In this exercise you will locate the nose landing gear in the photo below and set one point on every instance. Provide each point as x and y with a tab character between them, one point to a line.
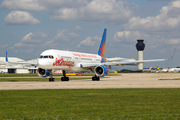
64	78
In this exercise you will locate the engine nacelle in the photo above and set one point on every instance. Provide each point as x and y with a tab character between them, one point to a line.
42	72
101	71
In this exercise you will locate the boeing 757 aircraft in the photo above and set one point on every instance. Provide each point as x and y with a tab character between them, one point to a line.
79	62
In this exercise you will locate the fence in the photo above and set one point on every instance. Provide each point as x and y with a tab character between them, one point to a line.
126	117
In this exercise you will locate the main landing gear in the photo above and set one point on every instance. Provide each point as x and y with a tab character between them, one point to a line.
51	79
95	78
64	78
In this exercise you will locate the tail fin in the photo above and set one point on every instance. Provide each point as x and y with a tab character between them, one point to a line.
101	50
6	57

● ● ● ● ● ● ●

Instructions to follow -> Write the listing out exactly, apart from its pictures.

Result below ->
In this exercise you will locate the nose landing gear in the photo below and set one point on every instance. Provide each point as x and y with a tab character between them, one point to a line.
64	78
In this exercise you will locate the engine nacelle in the photo above and set one point on every instance. Provide each point as x and y with a tab character between them, one point to a line.
42	72
101	71
In this exercise you will locate the boeing 757 aircraft in the photo above and set one point on every instance. Provide each point as x and y with a tab character between them, one point to a line.
79	62
In this exercise you will locate the fence in the photo above and set one point on every instance. Provide each point as x and y with a tab character between them, one point to a line.
126	117
In this exercise you will locate the main landing gear in the photo above and set one point on every instance. Provide each point as x and y with a tab character between them, one point to a line.
51	79
95	78
64	78
In this exercise you will locate the tail fin in the photo above and set one point on every instance. Provide each point as x and y with a tab character between them, one point to a line.
101	50
6	57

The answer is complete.